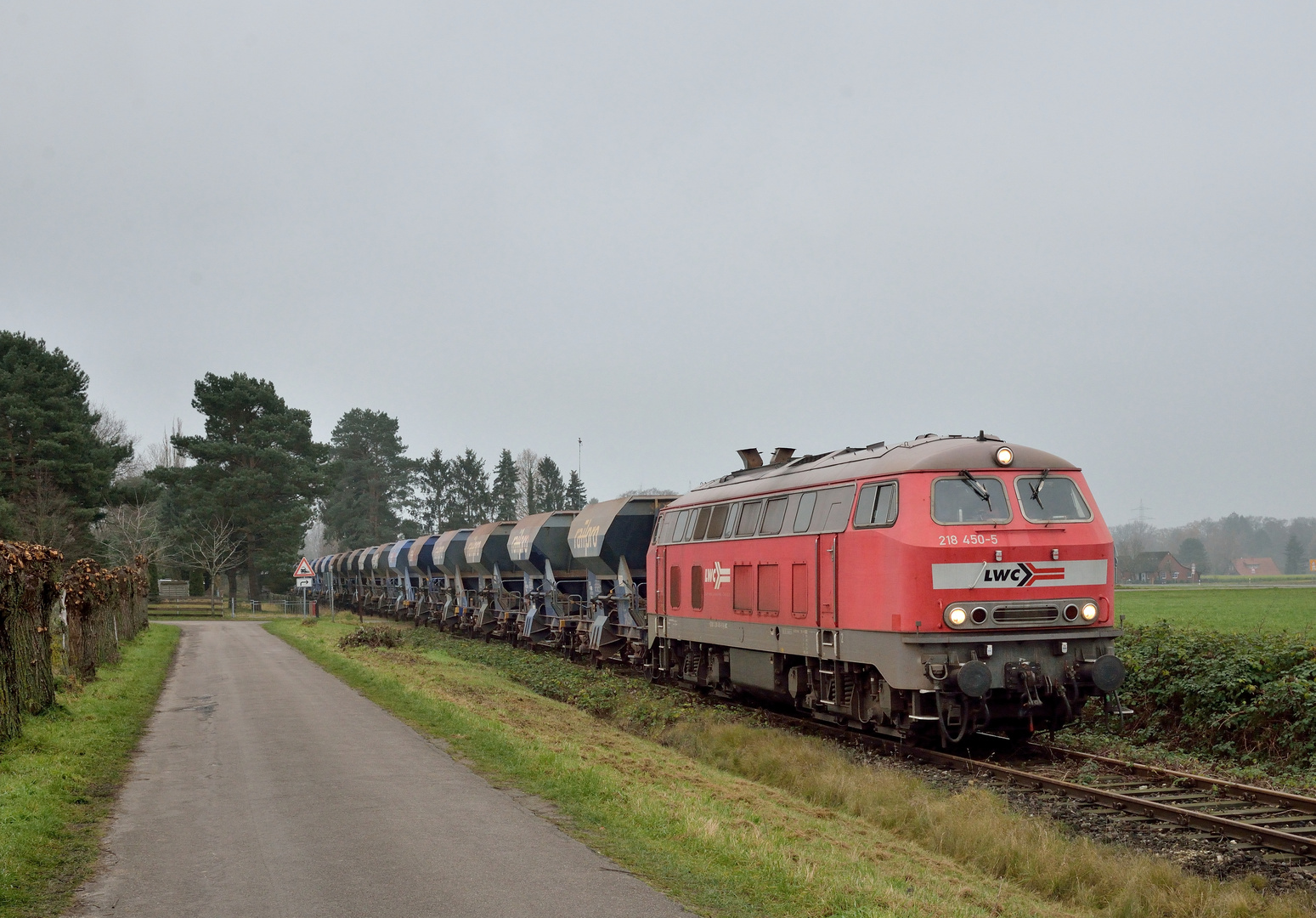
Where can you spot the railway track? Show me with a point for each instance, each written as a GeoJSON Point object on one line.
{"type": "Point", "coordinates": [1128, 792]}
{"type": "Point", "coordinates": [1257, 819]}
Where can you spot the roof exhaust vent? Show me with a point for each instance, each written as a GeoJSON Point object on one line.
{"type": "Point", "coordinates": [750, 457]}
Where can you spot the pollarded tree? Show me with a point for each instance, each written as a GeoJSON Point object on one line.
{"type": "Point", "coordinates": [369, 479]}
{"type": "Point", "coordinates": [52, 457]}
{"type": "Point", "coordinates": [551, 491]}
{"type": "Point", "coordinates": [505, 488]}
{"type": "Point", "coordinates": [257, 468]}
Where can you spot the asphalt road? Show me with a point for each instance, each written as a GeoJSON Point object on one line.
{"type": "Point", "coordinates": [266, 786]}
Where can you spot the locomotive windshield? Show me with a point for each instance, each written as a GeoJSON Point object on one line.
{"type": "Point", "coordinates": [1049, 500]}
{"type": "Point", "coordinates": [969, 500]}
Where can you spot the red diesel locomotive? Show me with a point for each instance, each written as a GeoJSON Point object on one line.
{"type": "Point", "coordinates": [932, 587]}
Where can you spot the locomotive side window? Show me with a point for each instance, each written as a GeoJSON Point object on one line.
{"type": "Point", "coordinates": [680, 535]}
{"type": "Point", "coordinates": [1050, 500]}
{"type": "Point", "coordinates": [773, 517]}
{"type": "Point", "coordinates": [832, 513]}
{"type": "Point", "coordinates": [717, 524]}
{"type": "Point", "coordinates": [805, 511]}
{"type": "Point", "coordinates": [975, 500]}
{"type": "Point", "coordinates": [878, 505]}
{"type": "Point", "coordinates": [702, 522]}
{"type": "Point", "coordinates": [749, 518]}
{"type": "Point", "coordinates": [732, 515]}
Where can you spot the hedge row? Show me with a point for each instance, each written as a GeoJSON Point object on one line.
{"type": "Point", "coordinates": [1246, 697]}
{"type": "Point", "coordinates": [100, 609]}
==
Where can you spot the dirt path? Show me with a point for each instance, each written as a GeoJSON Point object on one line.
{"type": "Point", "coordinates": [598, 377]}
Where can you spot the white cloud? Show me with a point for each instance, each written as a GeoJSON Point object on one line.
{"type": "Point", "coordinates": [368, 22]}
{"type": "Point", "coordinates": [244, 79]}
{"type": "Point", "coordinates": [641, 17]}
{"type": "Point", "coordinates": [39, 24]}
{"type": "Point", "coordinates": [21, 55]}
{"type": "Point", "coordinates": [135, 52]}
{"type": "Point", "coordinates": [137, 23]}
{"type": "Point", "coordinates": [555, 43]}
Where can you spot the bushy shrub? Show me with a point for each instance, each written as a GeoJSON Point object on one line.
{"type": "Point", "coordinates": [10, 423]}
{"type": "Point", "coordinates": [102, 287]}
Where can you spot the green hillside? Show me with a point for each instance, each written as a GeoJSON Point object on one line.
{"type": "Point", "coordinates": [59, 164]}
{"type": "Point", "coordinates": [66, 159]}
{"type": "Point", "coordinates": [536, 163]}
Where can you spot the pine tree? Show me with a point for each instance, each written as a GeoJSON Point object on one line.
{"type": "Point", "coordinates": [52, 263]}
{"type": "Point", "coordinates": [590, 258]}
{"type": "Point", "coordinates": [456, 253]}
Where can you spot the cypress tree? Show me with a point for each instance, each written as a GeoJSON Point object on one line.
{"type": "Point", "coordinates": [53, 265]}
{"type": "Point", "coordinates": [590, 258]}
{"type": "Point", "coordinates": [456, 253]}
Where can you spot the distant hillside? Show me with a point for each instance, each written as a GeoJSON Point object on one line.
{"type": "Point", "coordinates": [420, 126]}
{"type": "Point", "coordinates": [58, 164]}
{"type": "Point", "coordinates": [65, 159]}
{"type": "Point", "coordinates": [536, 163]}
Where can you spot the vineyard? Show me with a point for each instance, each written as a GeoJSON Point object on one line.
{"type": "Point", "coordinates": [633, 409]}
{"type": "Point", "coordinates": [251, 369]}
--
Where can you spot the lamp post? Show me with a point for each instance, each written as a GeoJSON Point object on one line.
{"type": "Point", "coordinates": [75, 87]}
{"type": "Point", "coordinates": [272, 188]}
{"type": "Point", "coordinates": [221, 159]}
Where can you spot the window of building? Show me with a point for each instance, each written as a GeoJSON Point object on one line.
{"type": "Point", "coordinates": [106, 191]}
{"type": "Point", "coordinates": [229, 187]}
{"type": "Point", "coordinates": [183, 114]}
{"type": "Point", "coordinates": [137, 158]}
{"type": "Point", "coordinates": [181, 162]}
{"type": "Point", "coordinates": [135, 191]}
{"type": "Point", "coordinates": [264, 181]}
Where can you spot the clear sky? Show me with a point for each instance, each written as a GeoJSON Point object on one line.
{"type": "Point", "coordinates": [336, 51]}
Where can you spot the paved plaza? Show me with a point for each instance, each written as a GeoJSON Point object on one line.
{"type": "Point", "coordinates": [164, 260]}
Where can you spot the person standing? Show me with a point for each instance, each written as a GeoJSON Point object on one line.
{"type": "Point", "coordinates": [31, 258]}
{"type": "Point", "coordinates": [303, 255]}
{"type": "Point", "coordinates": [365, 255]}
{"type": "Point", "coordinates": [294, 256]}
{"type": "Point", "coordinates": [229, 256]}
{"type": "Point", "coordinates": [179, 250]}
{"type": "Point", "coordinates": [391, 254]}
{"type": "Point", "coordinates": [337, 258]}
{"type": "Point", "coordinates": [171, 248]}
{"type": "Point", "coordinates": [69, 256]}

# Exercise
Locate every line in the records above that contains the string "hillside", with case taken into account, and copy each such line.

# The answer
Where can you spot the green hillside? Show me with a point for each instance, each written as a GeoJSON Point object on one line.
Where can you spot the distant hillside? Show me with a point for each instance, each written as a GeoJSON Point object on one line.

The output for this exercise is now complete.